> **原文抜粋**:
--------------------------------

空調用制御手段32は、エンジン1がアイドルストップ状態に有ることが検出され、設定温度変更量が設定温度所定値よりも大きいことが検出された場合に、最新の補足評価変数J(n−1)とエアミックスドア開度変化評価変数α(n)と風量変化評価変数β(n)と吸込口変化評価変数γ(n)の合計(J(n−1)+α(n)+β(n)+γ(n))と評価変数所定値との大小関係を比較して、エンジン1のアイドルストップ状態の解除若しくは継続を実施する。
これにより、エンジン1がアイドルストップ状態になる前の空調装置2の状況を考慮して、エンジン1のアイドルストップ時の空調性能確保の可否を判定でき、より確実にエンジン1のアイドルストップ時のアイドルストップ状態の解除若しくは継続を判定できる。
【0017】
次いで、この実施例に係る空調制御を、図3のフローチャートに基づいて説明する。
図3に示すように、空調用制御手段32のプログラムがスタートすると(ステップA01)、補足評価変数J(n−1)を算出する(ステップA02)。この補足評価変数J(n−1)の算出は、後述の図4のフローチャートに沿って行われる。
そして、エンジン1のアイドルストップが開始したか否かを判断する(ステップA03)。
このステップA03がNOの場合には、所定時間経過したか否かを判断し(ステップA04)、このステップA04がNOの場合には、この判断を継続する。
このステップA04がYESの場合には、前記ステップA02で算出された最新の補足評価変数J(n−1)に更新し(ステップA05)、前記ステップA02に戻す。
前記ステップA03がYESの場合には、設定温度(SET_is)を記録する(ステップA06)。
そして、|設定温度操作量|≧設定温度所定値か否かを判断する(ステップA07)。
このステップA07がYESの場合には、評価変数J(n)を算出する(ステップA08)。この評価変数J(n)の算出は、後述の図4のフローチャートに沿って行われる。

--------------------------------

位置指示とラベル付けの項目
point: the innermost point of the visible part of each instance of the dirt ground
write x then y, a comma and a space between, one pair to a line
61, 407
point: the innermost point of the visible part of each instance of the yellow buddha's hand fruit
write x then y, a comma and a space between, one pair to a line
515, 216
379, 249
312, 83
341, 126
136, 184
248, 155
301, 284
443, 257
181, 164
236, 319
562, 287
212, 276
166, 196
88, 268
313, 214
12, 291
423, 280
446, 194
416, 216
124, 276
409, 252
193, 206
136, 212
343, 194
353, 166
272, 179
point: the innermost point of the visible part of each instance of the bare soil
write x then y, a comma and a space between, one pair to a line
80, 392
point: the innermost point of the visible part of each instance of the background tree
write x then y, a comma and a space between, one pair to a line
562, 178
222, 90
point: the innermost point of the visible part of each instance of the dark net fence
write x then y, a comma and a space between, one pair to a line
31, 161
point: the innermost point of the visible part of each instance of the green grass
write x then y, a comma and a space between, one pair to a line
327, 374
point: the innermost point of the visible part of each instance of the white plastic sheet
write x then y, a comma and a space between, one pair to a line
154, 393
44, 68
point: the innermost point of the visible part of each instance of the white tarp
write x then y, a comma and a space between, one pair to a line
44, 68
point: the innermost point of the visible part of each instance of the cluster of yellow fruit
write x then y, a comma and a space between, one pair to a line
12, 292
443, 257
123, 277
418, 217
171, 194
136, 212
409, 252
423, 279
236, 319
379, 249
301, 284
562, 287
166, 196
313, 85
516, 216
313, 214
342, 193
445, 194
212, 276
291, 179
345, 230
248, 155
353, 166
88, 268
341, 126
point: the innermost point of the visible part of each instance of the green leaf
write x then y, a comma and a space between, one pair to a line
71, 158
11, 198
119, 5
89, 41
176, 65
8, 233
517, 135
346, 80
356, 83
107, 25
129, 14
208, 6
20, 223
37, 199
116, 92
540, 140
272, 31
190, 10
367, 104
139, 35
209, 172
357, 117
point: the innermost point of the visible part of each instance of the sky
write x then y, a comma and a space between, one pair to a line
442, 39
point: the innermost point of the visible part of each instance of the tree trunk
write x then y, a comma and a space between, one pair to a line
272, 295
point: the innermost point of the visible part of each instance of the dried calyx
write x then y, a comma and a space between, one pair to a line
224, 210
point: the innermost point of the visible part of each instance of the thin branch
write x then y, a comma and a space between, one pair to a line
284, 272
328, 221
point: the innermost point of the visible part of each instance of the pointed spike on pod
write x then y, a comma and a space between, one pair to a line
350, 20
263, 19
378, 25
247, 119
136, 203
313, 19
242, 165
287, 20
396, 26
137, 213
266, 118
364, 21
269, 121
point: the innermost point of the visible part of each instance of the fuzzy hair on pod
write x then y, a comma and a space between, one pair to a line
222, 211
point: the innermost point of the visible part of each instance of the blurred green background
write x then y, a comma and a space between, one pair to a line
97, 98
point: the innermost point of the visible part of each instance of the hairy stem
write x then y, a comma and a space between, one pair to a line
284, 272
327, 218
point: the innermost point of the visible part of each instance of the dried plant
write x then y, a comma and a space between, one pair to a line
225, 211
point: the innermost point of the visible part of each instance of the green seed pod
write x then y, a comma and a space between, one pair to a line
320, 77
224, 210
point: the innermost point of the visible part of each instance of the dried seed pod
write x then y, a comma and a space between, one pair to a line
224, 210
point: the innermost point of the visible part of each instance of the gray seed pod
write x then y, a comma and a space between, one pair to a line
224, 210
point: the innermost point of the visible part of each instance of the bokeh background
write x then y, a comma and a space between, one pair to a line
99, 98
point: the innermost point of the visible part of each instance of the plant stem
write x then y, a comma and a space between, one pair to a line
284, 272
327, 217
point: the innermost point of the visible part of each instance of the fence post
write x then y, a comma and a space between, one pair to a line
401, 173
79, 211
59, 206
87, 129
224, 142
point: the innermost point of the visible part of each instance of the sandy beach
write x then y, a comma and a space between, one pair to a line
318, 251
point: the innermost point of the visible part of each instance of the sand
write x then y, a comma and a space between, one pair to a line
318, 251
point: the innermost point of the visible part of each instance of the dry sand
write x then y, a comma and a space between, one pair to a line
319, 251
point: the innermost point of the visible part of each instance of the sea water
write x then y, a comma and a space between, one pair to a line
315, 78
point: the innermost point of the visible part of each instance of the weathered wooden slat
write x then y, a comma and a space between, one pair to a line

--------------------------------

> **課題指示 A**: アイドルストップ時の空調制御に関する文章のうち、「これにより、エンジン1がアイ」から「記録する(ステップA06)。」までを、両端の語句も含めて一字一句違えずに書き写しなさい。
> **課題指示 B**: アイドルストップ時の空調制御に関する文章の内容を、二文で要約しなさい。
これらの項目は参照しなくてよい。

> **解答例 A**:
これにより、エンジン1がアイドルストップ状態になる前の空調装置2の状況を考慮して、エンジン1のアイドルストップ時の空調性能確保の可否を判定でき、より確実にエンジン1のアイドルストップ時のアイドルストップ状態の解除若しくは継続を判定できる。
【0017】
次いで、この実施例に係る空調制御を、図3のフローチャートに基づいて説明する。
図3に示すように、空調用制御手段32のプログラムがスタートすると(ステップA01)、補足評価変数J(n−1)を算出する(ステップA02)。この補足評価変数J(n−1)の算出は、後述の図4のフローチャートに沿って行われる。
そして、エンジン1のアイドルストップが開始したか否かを判断する(ステップA03)。
このステップA03がNOの場合には、所定時間経過したか否かを判断し(ステップA04)、このステップA04がNOの場合には、この判断を継続する。
このステップA04がYESの場合には、前記ステップA02で算出された最新の補足評価変数J(n−1)に更新し(ステップA05)、前記ステップA02に戻す。
前記ステップA03がYESの場合には、設定温度(SET_is)を記録する(ステップA06)。

> **解答例 B**: 空調用制御手段32は、エンジン1がアイドルストップ状態にあり、設定温度変更量が設定温度所定値より大きい場合に、補足評価変数J(n−1)と各評価変数α(n)、β(n)、γ(n)の合計を評価変数所定値と比較して、アイドルストップ状態の解除か継続かを実施する。図3のフローチャートでは、まず補足評価変数J(n−1)を算出し、アイドルストップが開始していなければ所定時間の経過ごとにこれを最新の値に更新し、開始していれば設定温度を記録したうえで、|設定温度操作量|が設定温度所定値以上の場合に評価変数J(n)を算出する。